▶ _Your instructions_
What you produce should be an exact transcription of the data, minus any pictures.

▶ _Dataset extract_
_ _ _ _ _

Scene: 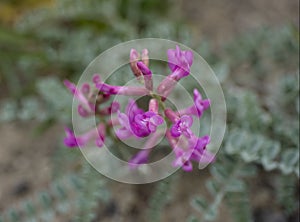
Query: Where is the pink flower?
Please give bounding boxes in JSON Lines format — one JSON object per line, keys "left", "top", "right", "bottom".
{"left": 115, "top": 99, "right": 142, "bottom": 139}
{"left": 189, "top": 135, "right": 211, "bottom": 162}
{"left": 63, "top": 47, "right": 214, "bottom": 172}
{"left": 132, "top": 111, "right": 164, "bottom": 137}
{"left": 178, "top": 89, "right": 210, "bottom": 117}
{"left": 167, "top": 45, "right": 193, "bottom": 80}
{"left": 116, "top": 99, "right": 163, "bottom": 139}
{"left": 93, "top": 74, "right": 149, "bottom": 96}
{"left": 157, "top": 45, "right": 193, "bottom": 99}
{"left": 128, "top": 149, "right": 150, "bottom": 169}
{"left": 64, "top": 80, "right": 95, "bottom": 117}
{"left": 193, "top": 89, "right": 210, "bottom": 117}
{"left": 167, "top": 131, "right": 213, "bottom": 171}
{"left": 64, "top": 124, "right": 105, "bottom": 148}
{"left": 128, "top": 131, "right": 162, "bottom": 169}
{"left": 98, "top": 101, "right": 120, "bottom": 115}
{"left": 137, "top": 61, "right": 153, "bottom": 91}
{"left": 170, "top": 115, "right": 193, "bottom": 138}
{"left": 172, "top": 148, "right": 194, "bottom": 171}
{"left": 130, "top": 48, "right": 149, "bottom": 79}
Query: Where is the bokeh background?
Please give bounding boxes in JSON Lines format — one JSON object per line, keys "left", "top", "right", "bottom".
{"left": 0, "top": 0, "right": 299, "bottom": 222}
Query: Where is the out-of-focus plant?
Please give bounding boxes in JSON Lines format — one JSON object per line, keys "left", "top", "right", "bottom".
{"left": 0, "top": 0, "right": 177, "bottom": 126}
{"left": 188, "top": 26, "right": 299, "bottom": 222}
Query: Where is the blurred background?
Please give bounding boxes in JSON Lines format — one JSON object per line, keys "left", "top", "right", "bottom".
{"left": 0, "top": 0, "right": 299, "bottom": 222}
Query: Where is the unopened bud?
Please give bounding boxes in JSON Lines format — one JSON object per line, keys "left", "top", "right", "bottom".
{"left": 130, "top": 49, "right": 142, "bottom": 78}
{"left": 142, "top": 49, "right": 149, "bottom": 67}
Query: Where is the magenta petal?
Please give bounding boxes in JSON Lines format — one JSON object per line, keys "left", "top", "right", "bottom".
{"left": 127, "top": 100, "right": 143, "bottom": 121}
{"left": 116, "top": 127, "right": 132, "bottom": 139}
{"left": 182, "top": 161, "right": 193, "bottom": 171}
{"left": 150, "top": 115, "right": 164, "bottom": 126}
{"left": 137, "top": 61, "right": 152, "bottom": 75}
{"left": 81, "top": 83, "right": 90, "bottom": 95}
{"left": 92, "top": 74, "right": 101, "bottom": 84}
{"left": 78, "top": 105, "right": 89, "bottom": 117}
{"left": 193, "top": 89, "right": 202, "bottom": 100}
{"left": 184, "top": 51, "right": 193, "bottom": 67}
{"left": 197, "top": 135, "right": 210, "bottom": 150}
{"left": 202, "top": 99, "right": 211, "bottom": 109}
{"left": 118, "top": 111, "right": 130, "bottom": 129}
{"left": 95, "top": 137, "right": 104, "bottom": 148}
{"left": 110, "top": 102, "right": 120, "bottom": 113}
{"left": 172, "top": 154, "right": 193, "bottom": 171}
{"left": 170, "top": 125, "right": 181, "bottom": 137}
{"left": 183, "top": 128, "right": 193, "bottom": 138}
{"left": 181, "top": 115, "right": 193, "bottom": 127}
{"left": 129, "top": 150, "right": 149, "bottom": 169}
{"left": 148, "top": 123, "right": 156, "bottom": 132}
{"left": 64, "top": 80, "right": 77, "bottom": 95}
{"left": 64, "top": 127, "right": 80, "bottom": 147}
{"left": 130, "top": 49, "right": 139, "bottom": 61}
{"left": 167, "top": 49, "right": 177, "bottom": 71}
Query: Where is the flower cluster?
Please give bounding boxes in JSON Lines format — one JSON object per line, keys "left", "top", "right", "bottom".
{"left": 64, "top": 46, "right": 213, "bottom": 171}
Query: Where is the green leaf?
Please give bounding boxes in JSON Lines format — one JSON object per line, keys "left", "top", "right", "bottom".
{"left": 210, "top": 164, "right": 229, "bottom": 182}
{"left": 279, "top": 149, "right": 299, "bottom": 174}
{"left": 226, "top": 179, "right": 246, "bottom": 192}
{"left": 206, "top": 180, "right": 220, "bottom": 195}
{"left": 191, "top": 197, "right": 208, "bottom": 212}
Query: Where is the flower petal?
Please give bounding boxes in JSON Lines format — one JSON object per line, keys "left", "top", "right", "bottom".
{"left": 181, "top": 115, "right": 193, "bottom": 127}
{"left": 170, "top": 124, "right": 181, "bottom": 137}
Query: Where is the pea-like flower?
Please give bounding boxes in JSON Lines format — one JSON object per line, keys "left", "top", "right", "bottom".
{"left": 178, "top": 89, "right": 211, "bottom": 117}
{"left": 116, "top": 99, "right": 163, "bottom": 139}
{"left": 64, "top": 124, "right": 105, "bottom": 148}
{"left": 157, "top": 45, "right": 194, "bottom": 99}
{"left": 167, "top": 45, "right": 193, "bottom": 80}
{"left": 64, "top": 80, "right": 95, "bottom": 117}
{"left": 63, "top": 46, "right": 213, "bottom": 172}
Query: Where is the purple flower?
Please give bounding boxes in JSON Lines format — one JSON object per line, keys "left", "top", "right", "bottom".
{"left": 137, "top": 61, "right": 153, "bottom": 91}
{"left": 98, "top": 101, "right": 120, "bottom": 115}
{"left": 130, "top": 49, "right": 142, "bottom": 78}
{"left": 63, "top": 47, "right": 215, "bottom": 172}
{"left": 64, "top": 124, "right": 105, "bottom": 148}
{"left": 116, "top": 111, "right": 134, "bottom": 139}
{"left": 64, "top": 80, "right": 95, "bottom": 117}
{"left": 167, "top": 131, "right": 213, "bottom": 171}
{"left": 116, "top": 99, "right": 163, "bottom": 139}
{"left": 172, "top": 148, "right": 193, "bottom": 171}
{"left": 164, "top": 108, "right": 180, "bottom": 123}
{"left": 132, "top": 111, "right": 164, "bottom": 137}
{"left": 130, "top": 48, "right": 149, "bottom": 79}
{"left": 141, "top": 49, "right": 149, "bottom": 67}
{"left": 157, "top": 45, "right": 193, "bottom": 99}
{"left": 178, "top": 89, "right": 210, "bottom": 117}
{"left": 170, "top": 115, "right": 193, "bottom": 138}
{"left": 167, "top": 45, "right": 193, "bottom": 80}
{"left": 128, "top": 150, "right": 150, "bottom": 169}
{"left": 128, "top": 131, "right": 162, "bottom": 169}
{"left": 93, "top": 74, "right": 149, "bottom": 96}
{"left": 189, "top": 135, "right": 211, "bottom": 161}
{"left": 115, "top": 99, "right": 143, "bottom": 139}
{"left": 193, "top": 89, "right": 210, "bottom": 117}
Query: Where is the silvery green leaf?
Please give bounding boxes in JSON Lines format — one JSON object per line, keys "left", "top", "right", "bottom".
{"left": 226, "top": 179, "right": 246, "bottom": 192}
{"left": 206, "top": 180, "right": 220, "bottom": 195}
{"left": 191, "top": 197, "right": 208, "bottom": 212}
{"left": 261, "top": 158, "right": 278, "bottom": 171}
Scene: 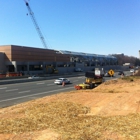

_ _ _ _ _

▶ _Expected answer_
Scene: 
Query: Where is the pink flower?
Please give bounding boxes in JSON Lines format — one JSON object per line, keys "left", "top", "right", "bottom".
{"left": 115, "top": 99, "right": 142, "bottom": 139}
{"left": 189, "top": 135, "right": 211, "bottom": 162}
{"left": 63, "top": 47, "right": 214, "bottom": 172}
{"left": 132, "top": 111, "right": 164, "bottom": 137}
{"left": 178, "top": 89, "right": 210, "bottom": 117}
{"left": 167, "top": 45, "right": 193, "bottom": 80}
{"left": 116, "top": 99, "right": 163, "bottom": 139}
{"left": 93, "top": 74, "right": 149, "bottom": 96}
{"left": 157, "top": 45, "right": 193, "bottom": 99}
{"left": 128, "top": 149, "right": 150, "bottom": 169}
{"left": 64, "top": 80, "right": 95, "bottom": 117}
{"left": 193, "top": 89, "right": 210, "bottom": 117}
{"left": 167, "top": 131, "right": 213, "bottom": 171}
{"left": 64, "top": 124, "right": 105, "bottom": 148}
{"left": 128, "top": 131, "right": 162, "bottom": 169}
{"left": 98, "top": 101, "right": 120, "bottom": 115}
{"left": 137, "top": 61, "right": 153, "bottom": 91}
{"left": 170, "top": 115, "right": 193, "bottom": 138}
{"left": 172, "top": 148, "right": 194, "bottom": 171}
{"left": 130, "top": 48, "right": 149, "bottom": 79}
Query: Where is the bokeh background?
Please give bounding boxes in JSON Lines format — one JSON object per line, keys "left", "top", "right", "bottom".
{"left": 0, "top": 0, "right": 299, "bottom": 222}
Query: Where is the out-of-focus plant?
Please give bounding boxes in JSON Lines format — one JSON object per line, keys "left", "top", "right", "bottom".
{"left": 0, "top": 0, "right": 177, "bottom": 126}
{"left": 188, "top": 26, "right": 299, "bottom": 222}
Query: Where is the blurred background?
Please give bounding boxes in JSON Lines format — one JSON object per line, keys "left", "top", "right", "bottom".
{"left": 0, "top": 0, "right": 299, "bottom": 222}
Query: Where is the unopened bud?
Please give bounding boxes in JSON Lines format — one JSON object per line, keys "left", "top", "right", "bottom".
{"left": 130, "top": 49, "right": 142, "bottom": 78}
{"left": 142, "top": 49, "right": 149, "bottom": 67}
Query: Where is the magenta petal?
Please give bounding boxes in JSON Lines format — one JSON object per line, keys "left", "top", "right", "bottom".
{"left": 127, "top": 100, "right": 143, "bottom": 121}
{"left": 116, "top": 127, "right": 132, "bottom": 139}
{"left": 182, "top": 161, "right": 193, "bottom": 171}
{"left": 150, "top": 115, "right": 164, "bottom": 126}
{"left": 137, "top": 61, "right": 152, "bottom": 75}
{"left": 81, "top": 83, "right": 90, "bottom": 95}
{"left": 92, "top": 74, "right": 101, "bottom": 84}
{"left": 78, "top": 105, "right": 89, "bottom": 117}
{"left": 193, "top": 89, "right": 202, "bottom": 100}
{"left": 184, "top": 51, "right": 193, "bottom": 67}
{"left": 197, "top": 135, "right": 210, "bottom": 150}
{"left": 202, "top": 99, "right": 211, "bottom": 109}
{"left": 118, "top": 111, "right": 130, "bottom": 129}
{"left": 95, "top": 137, "right": 104, "bottom": 148}
{"left": 110, "top": 102, "right": 120, "bottom": 113}
{"left": 172, "top": 154, "right": 193, "bottom": 171}
{"left": 170, "top": 125, "right": 181, "bottom": 137}
{"left": 183, "top": 128, "right": 193, "bottom": 138}
{"left": 181, "top": 115, "right": 193, "bottom": 127}
{"left": 129, "top": 150, "right": 149, "bottom": 169}
{"left": 148, "top": 123, "right": 156, "bottom": 132}
{"left": 64, "top": 80, "right": 77, "bottom": 95}
{"left": 64, "top": 127, "right": 80, "bottom": 147}
{"left": 130, "top": 49, "right": 139, "bottom": 61}
{"left": 167, "top": 49, "right": 177, "bottom": 71}
Query: Where is the flower cluster?
Please give bounding boxes in JSON Lines format — one JSON object per line, keys "left", "top", "right", "bottom".
{"left": 64, "top": 46, "right": 213, "bottom": 171}
Query: Where is the green leaf?
Please give bounding boxes in JSON Lines format — one JSON object per line, keys "left", "top", "right", "bottom".
{"left": 210, "top": 164, "right": 229, "bottom": 182}
{"left": 279, "top": 149, "right": 299, "bottom": 174}
{"left": 226, "top": 179, "right": 246, "bottom": 192}
{"left": 206, "top": 180, "right": 220, "bottom": 195}
{"left": 191, "top": 197, "right": 208, "bottom": 212}
Query: Where is the flower petal?
Please give bounding boxes in JSON Lines format — one JSON object per line, keys "left", "top", "right", "bottom".
{"left": 181, "top": 115, "right": 193, "bottom": 127}
{"left": 170, "top": 124, "right": 181, "bottom": 137}
Query: Where is the pea-like flower?
Please give bounding boxes in JSON Lines format — one JSON object per line, keys "left", "top", "right", "bottom".
{"left": 178, "top": 89, "right": 211, "bottom": 117}
{"left": 116, "top": 99, "right": 163, "bottom": 139}
{"left": 64, "top": 124, "right": 105, "bottom": 148}
{"left": 157, "top": 45, "right": 194, "bottom": 99}
{"left": 167, "top": 45, "right": 193, "bottom": 80}
{"left": 64, "top": 80, "right": 95, "bottom": 117}
{"left": 63, "top": 46, "right": 213, "bottom": 172}
Query: Where is the purple flower?
Please give bounding boxes in JSON Lines format — one JSON object per line, keys "left", "top", "right", "bottom".
{"left": 137, "top": 61, "right": 153, "bottom": 91}
{"left": 98, "top": 101, "right": 120, "bottom": 115}
{"left": 130, "top": 49, "right": 142, "bottom": 78}
{"left": 63, "top": 47, "right": 215, "bottom": 172}
{"left": 64, "top": 124, "right": 105, "bottom": 148}
{"left": 116, "top": 111, "right": 134, "bottom": 139}
{"left": 64, "top": 80, "right": 95, "bottom": 117}
{"left": 167, "top": 131, "right": 213, "bottom": 171}
{"left": 116, "top": 99, "right": 163, "bottom": 139}
{"left": 172, "top": 148, "right": 193, "bottom": 171}
{"left": 164, "top": 108, "right": 180, "bottom": 123}
{"left": 132, "top": 111, "right": 164, "bottom": 137}
{"left": 130, "top": 48, "right": 149, "bottom": 79}
{"left": 141, "top": 49, "right": 149, "bottom": 67}
{"left": 157, "top": 45, "right": 193, "bottom": 99}
{"left": 178, "top": 89, "right": 210, "bottom": 117}
{"left": 170, "top": 115, "right": 193, "bottom": 138}
{"left": 167, "top": 45, "right": 193, "bottom": 80}
{"left": 128, "top": 150, "right": 150, "bottom": 169}
{"left": 128, "top": 131, "right": 162, "bottom": 169}
{"left": 93, "top": 74, "right": 149, "bottom": 96}
{"left": 189, "top": 135, "right": 211, "bottom": 161}
{"left": 115, "top": 99, "right": 143, "bottom": 139}
{"left": 193, "top": 89, "right": 210, "bottom": 117}
Query: Where is the silvery green leaf?
Please give bounding boxes in JSON Lines format — one JSON object per line, keys "left", "top", "right", "bottom".
{"left": 226, "top": 179, "right": 246, "bottom": 192}
{"left": 206, "top": 180, "right": 220, "bottom": 195}
{"left": 191, "top": 197, "right": 208, "bottom": 212}
{"left": 261, "top": 158, "right": 278, "bottom": 171}
Scene: 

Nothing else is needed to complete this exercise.